[Your instructions]
Show every line below where "negative" can be found.

[Supplied material]

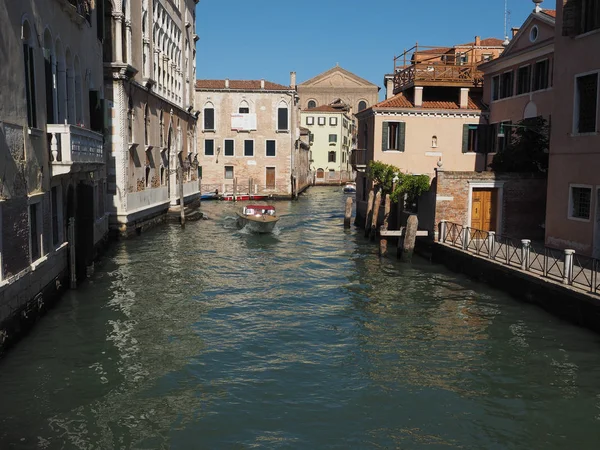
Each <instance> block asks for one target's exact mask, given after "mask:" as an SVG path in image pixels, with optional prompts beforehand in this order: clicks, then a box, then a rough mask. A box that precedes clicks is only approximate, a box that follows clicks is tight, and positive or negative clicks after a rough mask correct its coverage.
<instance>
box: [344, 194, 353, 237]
mask: <svg viewBox="0 0 600 450" xmlns="http://www.w3.org/2000/svg"><path fill="white" fill-rule="evenodd" d="M351 219H352V197H348V198H347V199H346V211H345V212H344V229H345V230H347V229H348V228H350V221H351Z"/></svg>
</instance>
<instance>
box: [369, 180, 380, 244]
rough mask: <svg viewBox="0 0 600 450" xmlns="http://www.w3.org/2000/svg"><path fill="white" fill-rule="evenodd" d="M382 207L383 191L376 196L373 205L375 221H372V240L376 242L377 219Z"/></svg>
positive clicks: (376, 235) (379, 191)
mask: <svg viewBox="0 0 600 450" xmlns="http://www.w3.org/2000/svg"><path fill="white" fill-rule="evenodd" d="M380 206H381V191H379V192H378V193H377V195H376V196H375V204H374V205H373V220H372V221H371V240H372V241H374V240H375V237H376V236H377V219H378V218H379V207H380Z"/></svg>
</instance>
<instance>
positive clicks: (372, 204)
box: [365, 191, 375, 237]
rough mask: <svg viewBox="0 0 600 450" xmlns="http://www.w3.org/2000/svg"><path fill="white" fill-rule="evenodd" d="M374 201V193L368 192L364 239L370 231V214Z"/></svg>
mask: <svg viewBox="0 0 600 450" xmlns="http://www.w3.org/2000/svg"><path fill="white" fill-rule="evenodd" d="M374 199H375V193H374V192H373V191H371V192H369V200H368V202H367V214H366V217H365V237H367V236H369V231H371V213H372V212H373V200H374Z"/></svg>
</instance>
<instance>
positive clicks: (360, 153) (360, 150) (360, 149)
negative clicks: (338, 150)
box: [350, 149, 367, 172]
mask: <svg viewBox="0 0 600 450" xmlns="http://www.w3.org/2000/svg"><path fill="white" fill-rule="evenodd" d="M350 164H351V165H352V168H353V169H354V170H355V171H359V172H362V171H364V169H365V168H366V167H367V151H366V150H365V149H354V150H352V153H351V155H350Z"/></svg>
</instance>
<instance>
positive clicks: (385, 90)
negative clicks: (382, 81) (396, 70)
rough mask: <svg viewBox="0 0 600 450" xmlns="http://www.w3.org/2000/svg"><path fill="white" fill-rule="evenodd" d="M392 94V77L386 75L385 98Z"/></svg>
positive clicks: (385, 98) (385, 79)
mask: <svg viewBox="0 0 600 450" xmlns="http://www.w3.org/2000/svg"><path fill="white" fill-rule="evenodd" d="M393 96H394V78H392V77H388V78H386V79H385V99H386V100H387V99H388V98H392V97H393Z"/></svg>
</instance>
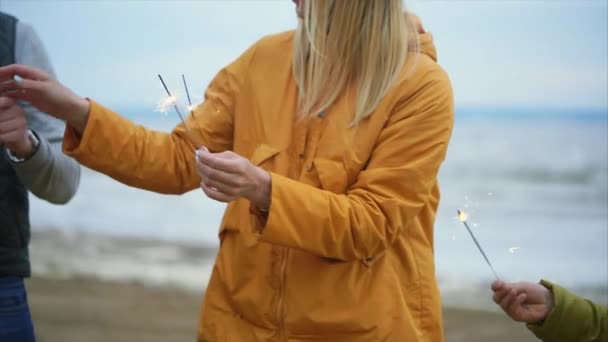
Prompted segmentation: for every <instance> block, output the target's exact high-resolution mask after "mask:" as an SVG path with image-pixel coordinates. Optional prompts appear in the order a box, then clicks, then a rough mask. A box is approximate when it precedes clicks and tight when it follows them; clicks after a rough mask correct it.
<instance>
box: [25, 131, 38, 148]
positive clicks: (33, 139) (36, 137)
mask: <svg viewBox="0 0 608 342" xmlns="http://www.w3.org/2000/svg"><path fill="white" fill-rule="evenodd" d="M27 136H28V137H29V138H30V141H31V142H32V145H34V149H37V148H38V146H39V145H40V140H38V137H37V136H36V133H34V132H33V131H32V130H29V131H28V133H27Z"/></svg>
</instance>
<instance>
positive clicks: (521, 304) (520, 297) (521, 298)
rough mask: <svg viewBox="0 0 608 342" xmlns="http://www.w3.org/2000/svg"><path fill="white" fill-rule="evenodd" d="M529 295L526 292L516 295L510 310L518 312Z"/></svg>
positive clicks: (512, 311)
mask: <svg viewBox="0 0 608 342" xmlns="http://www.w3.org/2000/svg"><path fill="white" fill-rule="evenodd" d="M527 297H528V296H527V295H526V294H525V293H520V294H519V295H517V296H516V297H515V300H513V301H512V302H511V304H510V305H509V312H518V311H519V309H521V307H522V306H523V304H524V302H525V301H526V298H527Z"/></svg>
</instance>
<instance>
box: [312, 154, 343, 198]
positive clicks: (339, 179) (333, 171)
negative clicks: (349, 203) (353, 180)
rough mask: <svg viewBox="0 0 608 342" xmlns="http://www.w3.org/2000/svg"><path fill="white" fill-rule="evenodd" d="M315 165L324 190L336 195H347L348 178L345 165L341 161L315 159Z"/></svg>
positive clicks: (316, 158)
mask: <svg viewBox="0 0 608 342" xmlns="http://www.w3.org/2000/svg"><path fill="white" fill-rule="evenodd" d="M313 164H314V168H315V170H316V172H317V176H318V177H319V183H320V185H321V188H322V189H324V190H328V191H331V192H334V193H336V194H344V193H346V190H347V188H348V177H347V174H346V169H345V168H344V164H343V163H342V162H341V161H335V160H331V159H325V158H315V159H313Z"/></svg>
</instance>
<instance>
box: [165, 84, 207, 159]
mask: <svg viewBox="0 0 608 342" xmlns="http://www.w3.org/2000/svg"><path fill="white" fill-rule="evenodd" d="M158 79H159V80H160V83H162V85H163V88H165V92H166V93H167V96H169V97H168V98H167V99H166V100H165V101H166V103H167V104H168V106H167V107H169V106H171V105H173V109H175V112H176V113H177V116H179V119H180V120H182V124H184V128H185V129H186V134H187V135H188V138H189V139H190V142H191V143H192V144H193V145H194V146H195V147H196V149H198V147H199V145H198V144H197V143H196V140H194V136H193V135H192V132H190V129H189V128H188V125H186V120H184V117H183V116H182V113H181V112H180V110H179V107H178V106H177V98H176V97H175V96H173V95H171V92H170V91H169V88H167V84H166V83H165V80H163V77H162V76H161V75H160V74H159V75H158ZM188 98H190V97H189V96H188ZM163 102H164V101H163Z"/></svg>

[Your solution]
Each <instance> block asks for one target's exact mask, given after "mask:" as an SVG path in image pixels, with optional prompts beforehand in this order: clicks, then a box, then a rough mask. A box that precedes clicks is only approximate, a box that follows clicks is tight, and positive or negative clicks after a rough mask correct its coverage.
negative clicks: (338, 150)
negative clicks: (382, 81) (396, 70)
negative clicks: (349, 203) (353, 180)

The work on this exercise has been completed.